▸ **PROMPT**: Turn all the lines below into a numbered list, skipping any blank lines and leaving out the pictures.

━━ MATERIAL PROVIDED ━━

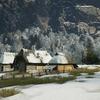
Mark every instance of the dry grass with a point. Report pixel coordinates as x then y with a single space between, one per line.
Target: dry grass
83 70
8 92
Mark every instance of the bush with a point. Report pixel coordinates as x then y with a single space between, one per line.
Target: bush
8 92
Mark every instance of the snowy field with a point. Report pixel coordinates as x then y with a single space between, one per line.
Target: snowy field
80 89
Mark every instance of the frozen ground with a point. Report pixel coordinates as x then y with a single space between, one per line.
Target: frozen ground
81 89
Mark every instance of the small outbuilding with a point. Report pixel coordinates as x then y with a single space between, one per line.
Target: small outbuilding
60 63
6 61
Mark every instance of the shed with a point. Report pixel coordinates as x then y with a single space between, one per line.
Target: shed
6 61
60 63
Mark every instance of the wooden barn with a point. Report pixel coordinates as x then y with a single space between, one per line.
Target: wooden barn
59 63
6 61
31 62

━━━

▸ **RESPONSE**:
1. Mark every instance of the dry grass with a point. Report pixel coordinates as x then y with a single space between, one per line.
2. Target: dry grass
3. 83 70
4. 8 92
5. Mark every instance of the bush with a point. Report pixel coordinates as x then y with a single space between, one per line.
6. Target: bush
7. 8 92
8. Mark every instance of the snowy field with a point. Report pixel coordinates as x then y with a single space between, one per line.
9. Target: snowy field
10. 80 89
11. Mark every instance of the frozen ground with a point. Report pixel coordinates as x then y with a single space between, one per line.
12. Target: frozen ground
13. 81 89
14. Mark every instance of the small outbuilding with a point. Report pixel coordinates as x then y with a single space between, one per line.
15. Target: small outbuilding
16. 60 63
17. 6 61
18. Mark every instance of the shed with a point. Report pixel coordinates as x then y with a single space between, one per line.
19. Target: shed
20. 6 61
21. 60 63
22. Mark every instance of the wooden barn with a point. Report pixel coordinates as x then y with a single space between, one per line.
23. Target: wooden barn
24. 59 63
25. 6 61
26. 31 62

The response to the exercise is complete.